* **What you have to do**: Swap each "Provide" in the lines below for "Return" and write all the lines out again, with nothing else changed.

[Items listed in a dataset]
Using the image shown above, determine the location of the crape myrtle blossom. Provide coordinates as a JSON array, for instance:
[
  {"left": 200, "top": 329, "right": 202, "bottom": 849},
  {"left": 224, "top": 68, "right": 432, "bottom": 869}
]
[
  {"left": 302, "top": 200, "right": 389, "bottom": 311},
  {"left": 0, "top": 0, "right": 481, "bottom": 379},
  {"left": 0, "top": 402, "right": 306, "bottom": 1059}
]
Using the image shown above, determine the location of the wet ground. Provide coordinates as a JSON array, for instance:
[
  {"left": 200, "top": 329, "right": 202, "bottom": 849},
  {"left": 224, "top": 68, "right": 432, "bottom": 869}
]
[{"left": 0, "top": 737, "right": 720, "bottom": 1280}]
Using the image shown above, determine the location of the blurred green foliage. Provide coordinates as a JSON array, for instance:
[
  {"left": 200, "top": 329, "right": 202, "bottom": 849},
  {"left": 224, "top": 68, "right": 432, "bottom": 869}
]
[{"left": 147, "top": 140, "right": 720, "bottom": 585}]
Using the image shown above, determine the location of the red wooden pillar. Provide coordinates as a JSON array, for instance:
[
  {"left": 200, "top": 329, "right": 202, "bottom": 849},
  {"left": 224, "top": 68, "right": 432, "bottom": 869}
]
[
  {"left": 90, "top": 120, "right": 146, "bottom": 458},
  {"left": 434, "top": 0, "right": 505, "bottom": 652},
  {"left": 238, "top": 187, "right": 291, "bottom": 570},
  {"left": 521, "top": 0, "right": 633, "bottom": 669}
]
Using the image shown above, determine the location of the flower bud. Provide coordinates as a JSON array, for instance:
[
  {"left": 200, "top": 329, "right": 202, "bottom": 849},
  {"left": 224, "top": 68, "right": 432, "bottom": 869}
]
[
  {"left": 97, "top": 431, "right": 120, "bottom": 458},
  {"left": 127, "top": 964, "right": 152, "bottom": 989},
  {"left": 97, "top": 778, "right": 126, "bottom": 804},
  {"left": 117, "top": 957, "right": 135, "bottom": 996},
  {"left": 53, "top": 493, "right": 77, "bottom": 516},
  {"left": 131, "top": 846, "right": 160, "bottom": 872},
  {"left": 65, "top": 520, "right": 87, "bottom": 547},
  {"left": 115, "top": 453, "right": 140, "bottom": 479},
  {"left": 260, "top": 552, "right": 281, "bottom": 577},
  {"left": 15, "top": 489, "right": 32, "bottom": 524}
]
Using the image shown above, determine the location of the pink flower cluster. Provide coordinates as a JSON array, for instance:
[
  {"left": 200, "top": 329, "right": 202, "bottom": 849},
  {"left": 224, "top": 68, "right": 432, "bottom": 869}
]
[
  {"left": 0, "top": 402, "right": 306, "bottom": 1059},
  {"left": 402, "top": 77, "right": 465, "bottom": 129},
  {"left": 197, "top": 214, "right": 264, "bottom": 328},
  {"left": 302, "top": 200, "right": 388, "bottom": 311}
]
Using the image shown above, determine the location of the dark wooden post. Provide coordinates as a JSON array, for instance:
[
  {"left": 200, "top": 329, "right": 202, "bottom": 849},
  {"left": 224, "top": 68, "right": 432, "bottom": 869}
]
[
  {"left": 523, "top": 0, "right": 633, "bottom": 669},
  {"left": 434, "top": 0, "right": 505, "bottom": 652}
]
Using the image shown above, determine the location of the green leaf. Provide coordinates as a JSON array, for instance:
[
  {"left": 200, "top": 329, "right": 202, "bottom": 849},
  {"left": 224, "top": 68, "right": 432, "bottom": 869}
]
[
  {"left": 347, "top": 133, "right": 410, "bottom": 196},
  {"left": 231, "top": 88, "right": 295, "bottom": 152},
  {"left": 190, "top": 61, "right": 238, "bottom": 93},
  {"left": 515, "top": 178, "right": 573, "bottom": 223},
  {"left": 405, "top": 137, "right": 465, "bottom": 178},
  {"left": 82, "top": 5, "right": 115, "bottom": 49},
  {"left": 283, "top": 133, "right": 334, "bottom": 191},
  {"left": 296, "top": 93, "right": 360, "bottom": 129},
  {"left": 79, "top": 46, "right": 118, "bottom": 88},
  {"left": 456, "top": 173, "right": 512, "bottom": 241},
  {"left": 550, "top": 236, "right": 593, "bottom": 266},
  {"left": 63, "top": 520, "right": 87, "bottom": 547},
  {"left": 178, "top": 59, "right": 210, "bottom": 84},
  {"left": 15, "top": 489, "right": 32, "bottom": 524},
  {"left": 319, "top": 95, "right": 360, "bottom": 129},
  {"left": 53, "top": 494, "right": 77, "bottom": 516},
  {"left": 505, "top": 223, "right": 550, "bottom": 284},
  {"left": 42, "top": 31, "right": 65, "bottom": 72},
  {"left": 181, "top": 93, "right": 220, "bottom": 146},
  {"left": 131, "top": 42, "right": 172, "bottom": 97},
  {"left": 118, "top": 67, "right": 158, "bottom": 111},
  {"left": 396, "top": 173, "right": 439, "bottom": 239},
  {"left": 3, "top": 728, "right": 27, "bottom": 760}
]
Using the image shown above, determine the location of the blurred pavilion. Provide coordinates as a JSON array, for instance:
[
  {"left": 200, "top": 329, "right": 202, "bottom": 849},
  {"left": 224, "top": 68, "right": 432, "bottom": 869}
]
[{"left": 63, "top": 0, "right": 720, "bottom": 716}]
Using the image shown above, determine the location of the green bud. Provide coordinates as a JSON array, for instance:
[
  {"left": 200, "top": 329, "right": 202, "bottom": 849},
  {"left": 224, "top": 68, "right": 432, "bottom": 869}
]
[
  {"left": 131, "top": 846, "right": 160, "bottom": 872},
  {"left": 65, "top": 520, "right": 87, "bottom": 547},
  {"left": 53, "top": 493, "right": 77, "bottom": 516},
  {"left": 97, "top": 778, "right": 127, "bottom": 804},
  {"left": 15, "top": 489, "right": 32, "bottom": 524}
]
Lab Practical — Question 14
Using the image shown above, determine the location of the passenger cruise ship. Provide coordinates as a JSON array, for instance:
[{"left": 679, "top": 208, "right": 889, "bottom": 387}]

* **Final result**:
Using the image shown above, determine the location of the crape myrtle blossom. Return coordinates as a JSON array, for instance:
[
  {"left": 200, "top": 329, "right": 202, "bottom": 849},
  {"left": 224, "top": 68, "right": 432, "bottom": 869}
]
[
  {"left": 302, "top": 200, "right": 389, "bottom": 311},
  {"left": 0, "top": 0, "right": 481, "bottom": 379},
  {"left": 0, "top": 402, "right": 306, "bottom": 1059}
]
Using the image shown above, determine the location of the wet ground. Return coordinates as a JSON array, for instance:
[
  {"left": 200, "top": 329, "right": 202, "bottom": 849},
  {"left": 224, "top": 68, "right": 432, "bottom": 869}
]
[{"left": 0, "top": 737, "right": 720, "bottom": 1280}]
Using the image shown above, determine the location of the blurred green foliage. Return coordinates as a JSON array, for instance:
[
  {"left": 200, "top": 329, "right": 202, "bottom": 849},
  {"left": 224, "top": 68, "right": 432, "bottom": 869}
]
[{"left": 147, "top": 140, "right": 720, "bottom": 585}]
Using the image shown above, determine the location of the red wooden pillar. Return coordinates as a JSON array, for instance:
[
  {"left": 200, "top": 329, "right": 202, "bottom": 849},
  {"left": 224, "top": 68, "right": 432, "bottom": 869}
]
[
  {"left": 90, "top": 120, "right": 146, "bottom": 458},
  {"left": 434, "top": 0, "right": 505, "bottom": 652},
  {"left": 238, "top": 187, "right": 291, "bottom": 570},
  {"left": 521, "top": 0, "right": 633, "bottom": 669}
]
Using the image shown above, determine the location of the flower bud. Return coordinates as a JSON array, for instance:
[
  {"left": 200, "top": 329, "right": 202, "bottom": 849},
  {"left": 224, "top": 68, "right": 432, "bottom": 869}
]
[
  {"left": 97, "top": 431, "right": 120, "bottom": 458},
  {"left": 127, "top": 964, "right": 152, "bottom": 989},
  {"left": 97, "top": 778, "right": 126, "bottom": 804},
  {"left": 117, "top": 957, "right": 135, "bottom": 996},
  {"left": 53, "top": 493, "right": 77, "bottom": 516},
  {"left": 131, "top": 846, "right": 160, "bottom": 872},
  {"left": 65, "top": 520, "right": 87, "bottom": 547},
  {"left": 115, "top": 453, "right": 140, "bottom": 479},
  {"left": 260, "top": 552, "right": 281, "bottom": 577},
  {"left": 15, "top": 489, "right": 32, "bottom": 524}
]
Using the image shown above, determine the location of the pink flower cluster. Return coordinates as a JSON array, for instance:
[
  {"left": 200, "top": 329, "right": 202, "bottom": 849},
  {"left": 224, "top": 68, "right": 432, "bottom": 869}
]
[
  {"left": 0, "top": 402, "right": 306, "bottom": 1059},
  {"left": 402, "top": 77, "right": 465, "bottom": 129},
  {"left": 197, "top": 214, "right": 264, "bottom": 328},
  {"left": 302, "top": 200, "right": 388, "bottom": 311}
]
Using the image shown above, determine the location of the dark wooden post. Return coordinates as a JSON array, for instance:
[
  {"left": 200, "top": 329, "right": 202, "bottom": 849},
  {"left": 224, "top": 68, "right": 432, "bottom": 869}
]
[
  {"left": 523, "top": 0, "right": 633, "bottom": 669},
  {"left": 434, "top": 0, "right": 505, "bottom": 652}
]
Using the image shown above, determine the location of the green leaf. Return coordinates as a JSON array, for instance:
[
  {"left": 200, "top": 329, "right": 202, "bottom": 849},
  {"left": 224, "top": 68, "right": 432, "bottom": 869}
]
[
  {"left": 347, "top": 133, "right": 410, "bottom": 196},
  {"left": 231, "top": 88, "right": 295, "bottom": 152},
  {"left": 190, "top": 61, "right": 238, "bottom": 93},
  {"left": 515, "top": 178, "right": 573, "bottom": 223},
  {"left": 405, "top": 137, "right": 465, "bottom": 178},
  {"left": 82, "top": 5, "right": 115, "bottom": 49},
  {"left": 283, "top": 133, "right": 334, "bottom": 191},
  {"left": 296, "top": 93, "right": 360, "bottom": 129},
  {"left": 79, "top": 46, "right": 118, "bottom": 88},
  {"left": 456, "top": 173, "right": 512, "bottom": 241},
  {"left": 550, "top": 236, "right": 593, "bottom": 266},
  {"left": 63, "top": 520, "right": 87, "bottom": 547},
  {"left": 178, "top": 59, "right": 210, "bottom": 84},
  {"left": 15, "top": 489, "right": 32, "bottom": 524},
  {"left": 319, "top": 95, "right": 360, "bottom": 129},
  {"left": 53, "top": 494, "right": 77, "bottom": 516},
  {"left": 505, "top": 223, "right": 550, "bottom": 284},
  {"left": 42, "top": 31, "right": 65, "bottom": 72},
  {"left": 181, "top": 93, "right": 220, "bottom": 146},
  {"left": 131, "top": 42, "right": 172, "bottom": 97},
  {"left": 118, "top": 67, "right": 158, "bottom": 111},
  {"left": 396, "top": 173, "right": 439, "bottom": 239},
  {"left": 3, "top": 728, "right": 27, "bottom": 760}
]
Using the image shown above, determine the location of the blurred pavilion. Return coordinates as a JSON array, for instance:
[
  {"left": 200, "top": 329, "right": 202, "bottom": 849},
  {"left": 224, "top": 68, "right": 432, "bottom": 869}
]
[{"left": 63, "top": 0, "right": 720, "bottom": 716}]
Using the image shown above, determine the location of the green bud. Return coordinates as a JSON array, for instance:
[
  {"left": 200, "top": 329, "right": 202, "bottom": 849},
  {"left": 224, "top": 68, "right": 432, "bottom": 869}
]
[
  {"left": 131, "top": 846, "right": 160, "bottom": 872},
  {"left": 65, "top": 520, "right": 87, "bottom": 547},
  {"left": 53, "top": 493, "right": 77, "bottom": 516},
  {"left": 97, "top": 778, "right": 127, "bottom": 804},
  {"left": 15, "top": 489, "right": 32, "bottom": 524}
]
Lab Practical — Question 14
Using the image shown above, determine the location of the passenger cruise ship. Return coordinates as a JSON array, for instance:
[{"left": 679, "top": 208, "right": 889, "bottom": 387}]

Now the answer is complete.